### JOB 1
Answer these questions about the headset feedback thread, one per line:
(a) Which sound drivers does the original poster say are in use?
(b) Which box does zuluclayman suggest ticking on the microphone tab?
(c) According to magnethead, what is the cross talk between output and input channels handy for?

### GIVEN TEXT
— Begin —

# Getting alot of Feedback through my Headset.



## doughboy256 (Nov 6, 2007)

So i just reinstalled Windows (XP PRO) and im getting alot of Feedback through my headset when i talk on the mic. Also people on Ventrilo can hear my music that is coming through my headphones. Im using RealTek Audio Sound drivers.


----------



## zuluclayman (Dec 16, 2005)

double click on the Volume Control icon in the taskbar, go to Options > properties > playback and see that the microphone box is ticked, then exit that window and go to the microphone slider and mute or lower the volume of the microphone. feedback can be caused by having the mic playback volume too high.


----------



## doughboy256 (Nov 6, 2007)

zuluclayman said:


> double click on the Volume Control icon in the taskbar, go to Options > properties > playback and see that the microphone box is ticked, then exit that window and go to the microphone slider and mute or lower the volume of the microphone. feedback can be caused by having the mic playback volume too high.


There is no "Microphone" Option to tick off. Here is what is on my Playback list:

Master Volume
Wave
SW Synth
Front
Rear
Subwoofer
Center
Side
SPDIF
Front Green In
Line Volume
Front Pink In
Mic Volume
CD Volme
PC Beep


----------



## doughboy256 (Nov 6, 2007)

http://img247.imageshack.us/my.php?image=volume1nu0.jpg

http://img258.imageshack.us/my.php?image=volume2qo9.jpg

http://img515.imageshack.us/my.php?image=volume3rs8.jpg

Theres pictures of my Playback/Recording in Volume Options.


----------



## magnethead (Mar 18, 2006)

It's a setting in the realtek manager. That's one of the things it will do, is cross talk between output and input channels. I'm not sure how it does it or how to undo it, but it comes in handy for recording what comes out of the speakers without a loopback cable 

on mic tab, put bth sliders at halfway, then same with overall system volume. That will remove the feedback.


----------



## doughboy256 (Nov 6, 2007)

Im not quite sure what you told me to do. but i tried what i thought you meant and that didnt work. Ive had this working before without trying what you said, i just cant remember how i did it.


----------



## doughboy256 (Nov 6, 2007)

Okay i can get the noise to stop going through my headphones but now when im using Ventrilo, any music coming from my Headphones is being played over my mic.


----------



## magnethead (Mar 18, 2006)

doughboy256 said:


> Okay i can get the noise to stop going through my headphones but now when im using Ventrilo, any music coming from my Headphones is being played over my mic.


which realtek do you have? Must be different from mine. I don't have a ventrillo option


----------



## zuluclayman (Dec 16, 2005)

"Mic Volume" (as in your list in earlier post) is microphone volume. Where is your headset plugged in? if you have the mic (pink) plug in your front jack then turn down the "Front pink in". Also if you have another icon (blue with sorta dot in the middle with yellow lines either side - looks like a speaker) double click it and go to microphone tab and tick Noise suppression box.


----------



## Ordinator (Jan 4, 2009)

try to plug the misc in other port or check if it port is clean, some times a dirty port causes problems in mouses, miscs, keyboards, etc................!!


----------



## doughboy256 (Nov 6, 2007)

— End —

### EXTRACTED INFORMATION
— Begin —

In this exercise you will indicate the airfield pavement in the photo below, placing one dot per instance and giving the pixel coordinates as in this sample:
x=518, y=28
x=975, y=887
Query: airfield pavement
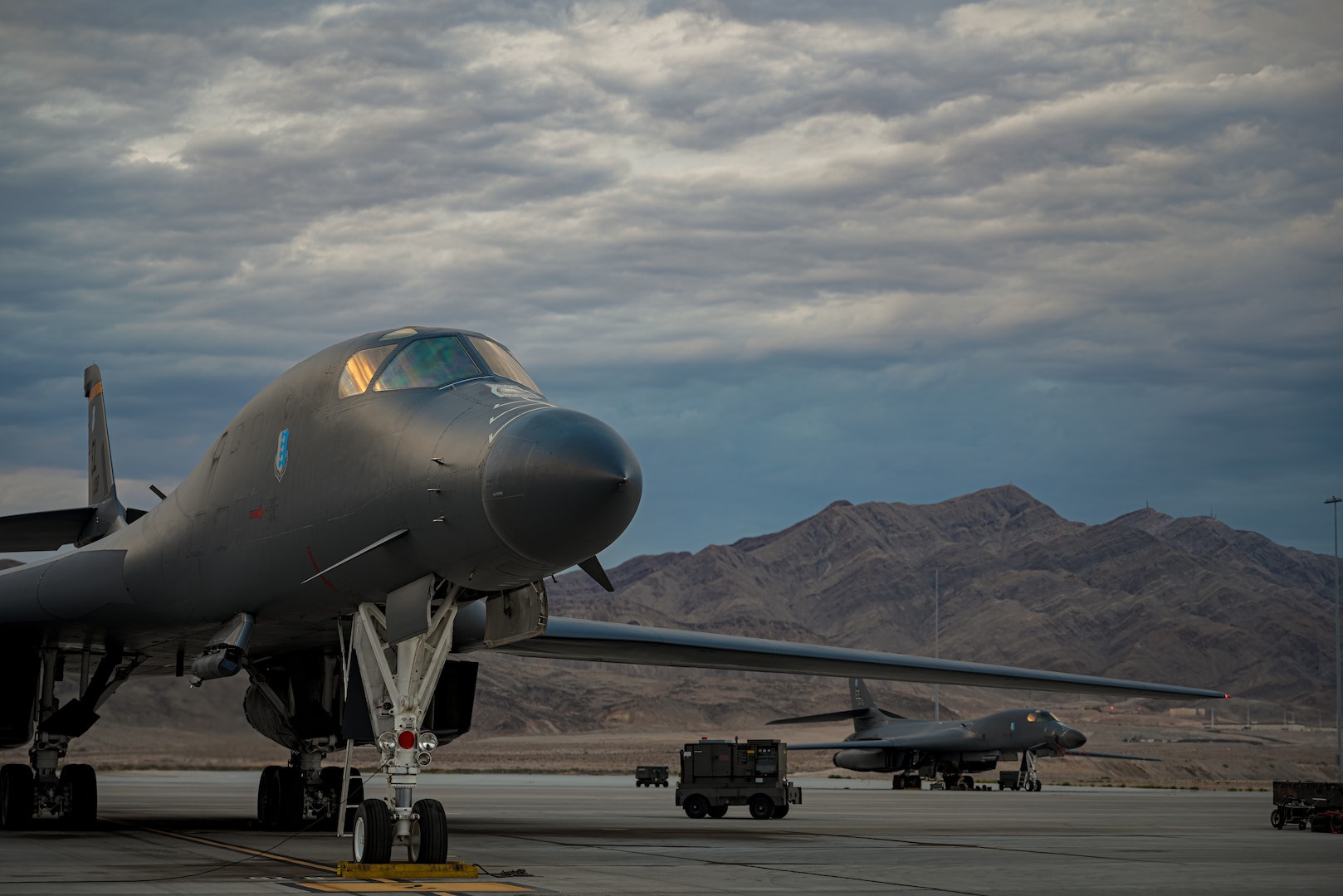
x=187, y=832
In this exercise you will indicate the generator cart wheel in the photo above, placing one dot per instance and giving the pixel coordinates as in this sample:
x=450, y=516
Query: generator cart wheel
x=760, y=807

— End —

### JOB 2
Scale the records by writing out every line of them again, requests included, with the pixel coordinates in each answer multiplied by 0.5 and rounded to whole numbers, halves rounded up. Keep the sample coordinates in the requests unchanged, and leave the pictures out.

### COMPLETE RESPONSE 1
(a) RealTek Audio Sound drivers.
(b) The Noise suppression box.
(c) Recording what comes out of the speakers without a loopback cable.

### COMPLETE RESPONSE 2
In this exercise you will indicate the airfield pavement in the photo below, placing one dot per instance and giving the pixel coordinates as in this sample:
x=518, y=28
x=975, y=887
Query: airfield pavement
x=94, y=416
In this exercise you will indicate the generator cart wheel in the photo above, placing one dot per instance and giving the pixel coordinates as in this sample:
x=450, y=516
Query: generator cart wheel
x=380, y=404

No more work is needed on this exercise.